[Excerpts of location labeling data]
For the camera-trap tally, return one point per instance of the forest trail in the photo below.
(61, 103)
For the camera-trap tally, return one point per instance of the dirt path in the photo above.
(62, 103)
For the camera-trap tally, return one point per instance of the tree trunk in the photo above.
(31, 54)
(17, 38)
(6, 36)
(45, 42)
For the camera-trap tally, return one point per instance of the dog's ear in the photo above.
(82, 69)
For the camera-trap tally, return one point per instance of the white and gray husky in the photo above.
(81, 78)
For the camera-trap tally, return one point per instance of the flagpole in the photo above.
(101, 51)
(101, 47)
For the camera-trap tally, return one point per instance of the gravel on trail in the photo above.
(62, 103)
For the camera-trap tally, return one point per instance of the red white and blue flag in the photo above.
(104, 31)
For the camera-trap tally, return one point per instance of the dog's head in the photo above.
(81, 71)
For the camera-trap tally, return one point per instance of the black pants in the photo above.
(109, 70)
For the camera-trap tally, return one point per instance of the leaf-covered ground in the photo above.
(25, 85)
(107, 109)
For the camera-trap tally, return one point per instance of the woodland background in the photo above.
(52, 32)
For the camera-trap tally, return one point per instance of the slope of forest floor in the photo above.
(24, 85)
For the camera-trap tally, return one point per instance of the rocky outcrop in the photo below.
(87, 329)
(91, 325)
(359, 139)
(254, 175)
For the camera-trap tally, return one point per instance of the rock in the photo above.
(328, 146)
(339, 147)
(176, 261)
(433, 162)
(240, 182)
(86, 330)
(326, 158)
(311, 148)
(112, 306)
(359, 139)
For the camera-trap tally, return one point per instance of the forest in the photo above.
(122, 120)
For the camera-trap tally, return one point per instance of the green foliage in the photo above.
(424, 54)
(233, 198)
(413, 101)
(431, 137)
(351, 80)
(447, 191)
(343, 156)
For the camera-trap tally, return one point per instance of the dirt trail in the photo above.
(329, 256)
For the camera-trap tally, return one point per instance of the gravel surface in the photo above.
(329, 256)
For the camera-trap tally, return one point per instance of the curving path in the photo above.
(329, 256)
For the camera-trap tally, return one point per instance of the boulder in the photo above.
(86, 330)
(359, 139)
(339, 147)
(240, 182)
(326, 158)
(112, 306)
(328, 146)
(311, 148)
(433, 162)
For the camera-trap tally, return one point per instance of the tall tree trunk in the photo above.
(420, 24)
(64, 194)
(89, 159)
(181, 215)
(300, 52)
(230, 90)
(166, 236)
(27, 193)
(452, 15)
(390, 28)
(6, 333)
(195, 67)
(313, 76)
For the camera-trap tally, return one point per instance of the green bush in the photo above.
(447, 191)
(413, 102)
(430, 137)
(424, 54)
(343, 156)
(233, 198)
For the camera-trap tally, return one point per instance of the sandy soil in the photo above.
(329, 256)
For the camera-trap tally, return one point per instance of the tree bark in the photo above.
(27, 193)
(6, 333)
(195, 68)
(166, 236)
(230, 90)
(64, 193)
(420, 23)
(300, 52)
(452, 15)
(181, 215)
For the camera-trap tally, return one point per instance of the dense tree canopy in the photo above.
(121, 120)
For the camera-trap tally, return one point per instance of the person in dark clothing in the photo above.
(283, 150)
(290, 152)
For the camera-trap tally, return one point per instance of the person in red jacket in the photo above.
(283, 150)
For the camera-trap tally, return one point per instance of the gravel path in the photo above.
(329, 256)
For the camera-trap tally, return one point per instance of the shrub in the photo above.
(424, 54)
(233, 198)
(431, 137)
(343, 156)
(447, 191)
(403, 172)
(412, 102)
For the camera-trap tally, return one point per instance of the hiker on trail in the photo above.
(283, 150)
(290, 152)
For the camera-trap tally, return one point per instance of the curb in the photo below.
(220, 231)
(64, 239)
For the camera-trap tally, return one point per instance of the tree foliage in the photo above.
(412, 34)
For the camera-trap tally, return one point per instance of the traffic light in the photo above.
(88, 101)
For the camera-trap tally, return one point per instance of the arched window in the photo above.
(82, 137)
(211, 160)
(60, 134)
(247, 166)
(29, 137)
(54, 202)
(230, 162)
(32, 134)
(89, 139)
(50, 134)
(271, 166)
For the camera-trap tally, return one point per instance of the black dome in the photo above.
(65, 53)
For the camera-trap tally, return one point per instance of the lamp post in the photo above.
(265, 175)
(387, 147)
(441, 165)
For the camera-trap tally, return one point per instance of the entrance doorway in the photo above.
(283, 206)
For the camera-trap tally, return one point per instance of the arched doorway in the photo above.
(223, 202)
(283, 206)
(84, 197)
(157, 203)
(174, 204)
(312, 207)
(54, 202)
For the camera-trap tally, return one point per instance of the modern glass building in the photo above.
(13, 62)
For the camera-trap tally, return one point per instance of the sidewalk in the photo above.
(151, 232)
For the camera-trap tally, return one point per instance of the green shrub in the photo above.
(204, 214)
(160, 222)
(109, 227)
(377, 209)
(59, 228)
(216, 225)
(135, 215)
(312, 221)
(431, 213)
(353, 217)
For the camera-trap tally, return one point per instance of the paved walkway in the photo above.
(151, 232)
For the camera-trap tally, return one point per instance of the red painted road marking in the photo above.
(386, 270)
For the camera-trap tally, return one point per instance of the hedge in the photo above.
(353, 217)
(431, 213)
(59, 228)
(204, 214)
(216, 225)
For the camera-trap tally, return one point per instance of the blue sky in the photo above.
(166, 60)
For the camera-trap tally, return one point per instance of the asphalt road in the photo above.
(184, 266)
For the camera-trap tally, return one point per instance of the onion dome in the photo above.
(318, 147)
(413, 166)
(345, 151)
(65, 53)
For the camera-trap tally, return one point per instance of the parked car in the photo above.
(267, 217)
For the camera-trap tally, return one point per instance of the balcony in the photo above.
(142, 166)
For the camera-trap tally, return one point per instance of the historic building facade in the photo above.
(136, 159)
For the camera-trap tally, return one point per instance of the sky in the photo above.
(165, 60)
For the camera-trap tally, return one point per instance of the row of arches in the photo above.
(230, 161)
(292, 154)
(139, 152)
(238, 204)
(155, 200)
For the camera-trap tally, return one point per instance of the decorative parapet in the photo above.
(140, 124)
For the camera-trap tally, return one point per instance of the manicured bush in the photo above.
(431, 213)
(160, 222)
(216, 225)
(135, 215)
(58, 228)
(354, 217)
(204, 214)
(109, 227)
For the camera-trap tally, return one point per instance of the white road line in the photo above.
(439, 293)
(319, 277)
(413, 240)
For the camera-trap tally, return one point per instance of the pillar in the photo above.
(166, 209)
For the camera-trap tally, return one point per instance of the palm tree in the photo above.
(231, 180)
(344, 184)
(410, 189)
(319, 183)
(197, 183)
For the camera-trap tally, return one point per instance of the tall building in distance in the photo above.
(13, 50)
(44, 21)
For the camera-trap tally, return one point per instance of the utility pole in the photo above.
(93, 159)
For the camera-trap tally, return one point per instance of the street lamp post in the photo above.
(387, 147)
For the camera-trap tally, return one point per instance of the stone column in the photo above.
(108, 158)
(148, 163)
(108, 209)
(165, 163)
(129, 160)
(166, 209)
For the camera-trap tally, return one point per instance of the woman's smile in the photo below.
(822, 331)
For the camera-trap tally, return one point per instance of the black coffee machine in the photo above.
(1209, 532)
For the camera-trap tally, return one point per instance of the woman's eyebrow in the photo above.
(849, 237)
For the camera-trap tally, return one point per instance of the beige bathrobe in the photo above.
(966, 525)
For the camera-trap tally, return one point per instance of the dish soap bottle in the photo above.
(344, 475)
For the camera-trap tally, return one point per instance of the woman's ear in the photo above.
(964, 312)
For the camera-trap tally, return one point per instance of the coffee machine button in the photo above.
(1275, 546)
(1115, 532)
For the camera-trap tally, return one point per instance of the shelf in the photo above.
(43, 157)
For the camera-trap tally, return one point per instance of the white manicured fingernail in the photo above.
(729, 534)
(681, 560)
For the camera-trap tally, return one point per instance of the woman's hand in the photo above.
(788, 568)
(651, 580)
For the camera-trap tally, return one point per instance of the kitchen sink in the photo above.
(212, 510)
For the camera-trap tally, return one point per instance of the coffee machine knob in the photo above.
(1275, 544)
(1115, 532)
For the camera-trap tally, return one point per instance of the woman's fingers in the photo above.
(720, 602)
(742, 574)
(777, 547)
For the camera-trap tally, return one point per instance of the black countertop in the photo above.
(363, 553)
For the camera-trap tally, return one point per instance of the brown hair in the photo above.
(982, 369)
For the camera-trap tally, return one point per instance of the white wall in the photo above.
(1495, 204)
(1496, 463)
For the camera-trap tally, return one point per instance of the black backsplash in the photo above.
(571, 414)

• Given instruction: Beginning at the line containing "street lamp post in the photo above.", repeat each line exactly through the last line of the entries, and include no other lines.

• Solution for this exercise:
For the camera-trap tally, return one point per instance of the street lamp post in the photo above.
(387, 147)
For the camera-trap tally, return one point per instance of the stone column in the photo above.
(108, 158)
(148, 163)
(108, 209)
(165, 163)
(129, 160)
(166, 209)
For the camera-trap tally, return one point per instance of the woman's smile in the photo below.
(822, 331)
For the camera-trap tally, return one point per instance of the black coffee machine in the photo above.
(1209, 532)
For the camera-trap tally, return one point per instance of the woman's eyebrow in the photo above.
(849, 237)
For the camera-trap tally, return one point per instance of the beige bathrobe in the photo above.
(966, 525)
For the camera-trap tally, return one point per instance of the dish soap bottle in the photo above.
(344, 475)
For the camera-trap tally, return one point per instance of the woman's ear in the photo above.
(964, 312)
For the camera-trap tally, return one point per instance of the coffee machine button in the photo above.
(1275, 546)
(1115, 532)
For the camera-trap tally, return one point per instance of the shelf in the photo above.
(43, 157)
For the camera-trap tally, return one point per instance of the white manicured fingernail in the photo above.
(729, 534)
(681, 560)
For the camera-trap tally, return one point per instance of the woman's hand in the photo above.
(788, 568)
(651, 580)
For the camera-trap tally, return one point per instance of the kitchen sink in the photo above.
(212, 510)
For the camera-trap tally, return one point per instance of the coffee machine knob in the photo above.
(1275, 544)
(1115, 532)
For the camera-trap tally, return one point per instance of the woman's fingers in the photo above.
(720, 602)
(742, 574)
(777, 547)
For the camera-trap tally, return one point per instance of the black countertop in the photo above.
(363, 553)
For the camera-trap tally, return one point per instance of the brown hair in the photo above.
(982, 369)
For the camera-trap tally, return one point per instance of the white wall in the photo above.
(1495, 204)
(1496, 463)
For the camera-trap tally, return one point per instance of the black backsplash in the photo above.
(571, 414)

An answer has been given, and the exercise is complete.